DATASET CONTENT:
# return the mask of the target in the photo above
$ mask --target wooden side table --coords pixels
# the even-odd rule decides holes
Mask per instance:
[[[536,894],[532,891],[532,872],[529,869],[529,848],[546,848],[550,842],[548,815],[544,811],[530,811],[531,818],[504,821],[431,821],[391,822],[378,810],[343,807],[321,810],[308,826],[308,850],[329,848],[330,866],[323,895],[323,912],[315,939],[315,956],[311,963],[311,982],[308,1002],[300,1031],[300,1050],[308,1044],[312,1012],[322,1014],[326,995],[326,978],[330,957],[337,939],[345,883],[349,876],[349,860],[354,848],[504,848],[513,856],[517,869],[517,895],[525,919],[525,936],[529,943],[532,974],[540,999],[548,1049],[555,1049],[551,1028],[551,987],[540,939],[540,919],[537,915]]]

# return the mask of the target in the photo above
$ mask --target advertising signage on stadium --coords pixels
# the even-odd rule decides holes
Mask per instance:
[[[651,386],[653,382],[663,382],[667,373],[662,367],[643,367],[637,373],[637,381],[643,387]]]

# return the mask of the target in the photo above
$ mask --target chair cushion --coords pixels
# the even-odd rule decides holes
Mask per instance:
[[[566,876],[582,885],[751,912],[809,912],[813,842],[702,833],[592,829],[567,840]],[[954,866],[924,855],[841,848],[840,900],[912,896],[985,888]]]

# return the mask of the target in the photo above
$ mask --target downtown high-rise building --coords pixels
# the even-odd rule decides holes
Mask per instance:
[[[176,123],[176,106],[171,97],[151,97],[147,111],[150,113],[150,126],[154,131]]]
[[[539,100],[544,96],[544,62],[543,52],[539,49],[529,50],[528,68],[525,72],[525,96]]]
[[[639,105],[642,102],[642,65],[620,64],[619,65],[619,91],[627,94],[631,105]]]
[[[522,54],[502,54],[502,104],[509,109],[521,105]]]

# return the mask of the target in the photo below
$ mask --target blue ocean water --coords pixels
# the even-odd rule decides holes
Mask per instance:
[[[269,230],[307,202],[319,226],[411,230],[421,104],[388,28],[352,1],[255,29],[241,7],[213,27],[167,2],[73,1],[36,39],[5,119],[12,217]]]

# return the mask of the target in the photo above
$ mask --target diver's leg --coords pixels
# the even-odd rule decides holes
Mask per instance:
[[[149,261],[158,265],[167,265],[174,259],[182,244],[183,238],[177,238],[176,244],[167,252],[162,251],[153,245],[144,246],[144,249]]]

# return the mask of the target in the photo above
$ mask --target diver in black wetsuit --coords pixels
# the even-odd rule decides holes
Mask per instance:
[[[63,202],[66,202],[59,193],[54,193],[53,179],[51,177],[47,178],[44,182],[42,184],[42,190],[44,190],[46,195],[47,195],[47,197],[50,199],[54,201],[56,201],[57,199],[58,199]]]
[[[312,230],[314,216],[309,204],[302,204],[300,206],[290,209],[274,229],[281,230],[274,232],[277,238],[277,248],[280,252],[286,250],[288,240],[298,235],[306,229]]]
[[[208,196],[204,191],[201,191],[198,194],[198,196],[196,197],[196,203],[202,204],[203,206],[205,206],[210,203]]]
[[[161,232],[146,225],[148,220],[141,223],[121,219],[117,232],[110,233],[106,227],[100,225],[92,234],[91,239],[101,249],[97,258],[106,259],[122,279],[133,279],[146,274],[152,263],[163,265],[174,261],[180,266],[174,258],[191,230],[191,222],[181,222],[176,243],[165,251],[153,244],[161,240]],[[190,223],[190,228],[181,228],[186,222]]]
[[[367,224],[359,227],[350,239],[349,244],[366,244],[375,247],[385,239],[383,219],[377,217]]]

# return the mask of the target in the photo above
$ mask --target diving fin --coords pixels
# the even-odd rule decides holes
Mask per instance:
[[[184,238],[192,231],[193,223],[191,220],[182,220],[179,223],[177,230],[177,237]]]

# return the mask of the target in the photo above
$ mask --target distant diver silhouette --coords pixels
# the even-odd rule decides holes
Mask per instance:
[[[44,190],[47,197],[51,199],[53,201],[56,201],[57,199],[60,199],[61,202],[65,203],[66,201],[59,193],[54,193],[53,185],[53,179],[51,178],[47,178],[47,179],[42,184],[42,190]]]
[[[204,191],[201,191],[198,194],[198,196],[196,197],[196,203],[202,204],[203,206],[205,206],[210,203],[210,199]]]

WHAT YOU WILL DO: Put every line of the records above into a numbered list, leaving out the blank lines.

TASK OUTPUT:
1. # return the mask of the target in the photo above
2. $ mask --target wooden side table --coords pixels
3. # the even-odd rule decides holes
4. Mask per instance:
5. [[[536,894],[532,891],[532,872],[529,869],[529,848],[546,848],[550,842],[548,815],[544,811],[530,811],[531,818],[504,821],[431,821],[391,822],[378,810],[343,807],[321,810],[308,826],[308,850],[329,848],[330,866],[323,895],[323,912],[315,939],[315,956],[311,963],[311,982],[308,1002],[300,1031],[300,1050],[308,1044],[312,1012],[322,1014],[326,995],[326,978],[330,957],[337,939],[345,883],[349,876],[349,860],[354,848],[504,848],[513,856],[517,869],[517,895],[525,919],[525,936],[529,943],[532,974],[540,999],[548,1049],[555,1049],[551,1028],[551,987],[540,939],[540,919],[537,915]]]
6. # return the mask of the target in the photo above
7. $ mask --target advertising signage on stadium --coords pixels
8. # the even-odd rule decides holes
9. Mask per instance:
10. [[[651,386],[653,382],[663,382],[667,373],[662,367],[643,367],[637,373],[637,381],[643,387]]]
11. # return the mask of the target in the photo above
12. $ mask --target chair cushion --coords pixels
13. # the even-odd rule decides holes
14. Mask per instance:
15. [[[566,876],[582,885],[751,912],[809,912],[813,842],[702,833],[592,829],[567,840]],[[954,866],[924,855],[841,848],[840,900],[912,896],[985,888]]]
16. # return the mask of the target in the photo above
17. $ mask --target downtown high-rise building --coords pixels
18. # the even-odd rule decides holes
19. Mask per instance:
20. [[[176,123],[176,106],[171,97],[151,97],[147,111],[150,113],[150,126],[154,131]]]
21. [[[539,100],[544,96],[544,62],[543,52],[539,49],[529,50],[528,68],[525,72],[525,96]]]
22. [[[639,105],[642,102],[642,65],[620,64],[619,65],[619,91],[627,94],[631,105]]]
23. [[[522,54],[502,54],[502,104],[509,109],[521,105]]]
24. # return the mask of the target in the photo below
25. $ mask --target blue ocean water --coords pixels
26. # the even-odd rule decides holes
27. Mask per instance:
28. [[[269,230],[307,202],[319,226],[411,230],[421,104],[388,28],[352,1],[255,29],[241,7],[213,27],[167,2],[73,1],[36,39],[5,119],[12,217]]]
29. # return the mask of the target in the photo above
30. $ mask --target diver's leg --coords pixels
31. # the even-odd rule decides holes
32. Mask per instance:
33. [[[149,261],[158,265],[167,265],[174,259],[182,244],[183,238],[177,238],[176,244],[167,252],[162,251],[153,245],[144,246],[144,249]]]
34. # return the mask of the target in the photo above
35. $ mask --target diver in black wetsuit --coords pixels
36. # the even-odd rule decides holes
37. Mask per instance:
38. [[[63,202],[66,202],[59,193],[54,193],[53,179],[51,177],[47,178],[44,182],[42,184],[42,190],[44,190],[46,195],[47,195],[47,197],[50,199],[54,201],[56,201],[57,199],[58,199]]]
39. [[[312,230],[314,216],[309,204],[302,204],[300,206],[290,209],[274,229],[281,230],[274,232],[277,238],[277,248],[280,252],[286,250],[288,240],[298,235],[306,229]]]
40. [[[208,196],[204,191],[201,191],[198,194],[198,196],[196,197],[196,203],[202,204],[203,206],[205,206],[210,203]]]
41. [[[161,232],[146,225],[148,220],[141,223],[121,219],[117,232],[110,233],[106,227],[100,225],[92,234],[91,239],[101,249],[97,258],[106,259],[122,279],[133,279],[146,274],[152,263],[163,265],[174,261],[180,266],[174,258],[191,230],[191,222],[181,222],[176,243],[165,251],[153,244],[161,240]],[[190,223],[190,228],[181,228],[186,222]]]
42. [[[367,224],[359,227],[350,239],[349,244],[366,244],[375,247],[385,239],[383,219],[377,217]]]
43. # return the mask of the target in the photo above
44. $ mask --target diving fin --coords pixels
45. # the even-odd rule decides holes
46. Mask per instance:
47. [[[184,238],[192,231],[193,223],[191,220],[182,220],[179,223],[177,230],[177,237]]]
48. # return the mask of the target in the photo above
49. $ mask --target distant diver silhouette --coords pixels
50. # the even-odd rule decides holes
51. Mask per instance:
52. [[[44,190],[47,197],[51,199],[53,201],[56,201],[57,199],[60,199],[61,202],[65,203],[66,201],[59,193],[54,193],[53,185],[53,179],[51,178],[47,178],[47,179],[42,184],[42,190]]]
53. [[[204,191],[201,191],[198,194],[198,196],[196,197],[196,203],[202,204],[203,206],[205,206],[210,203],[210,199]]]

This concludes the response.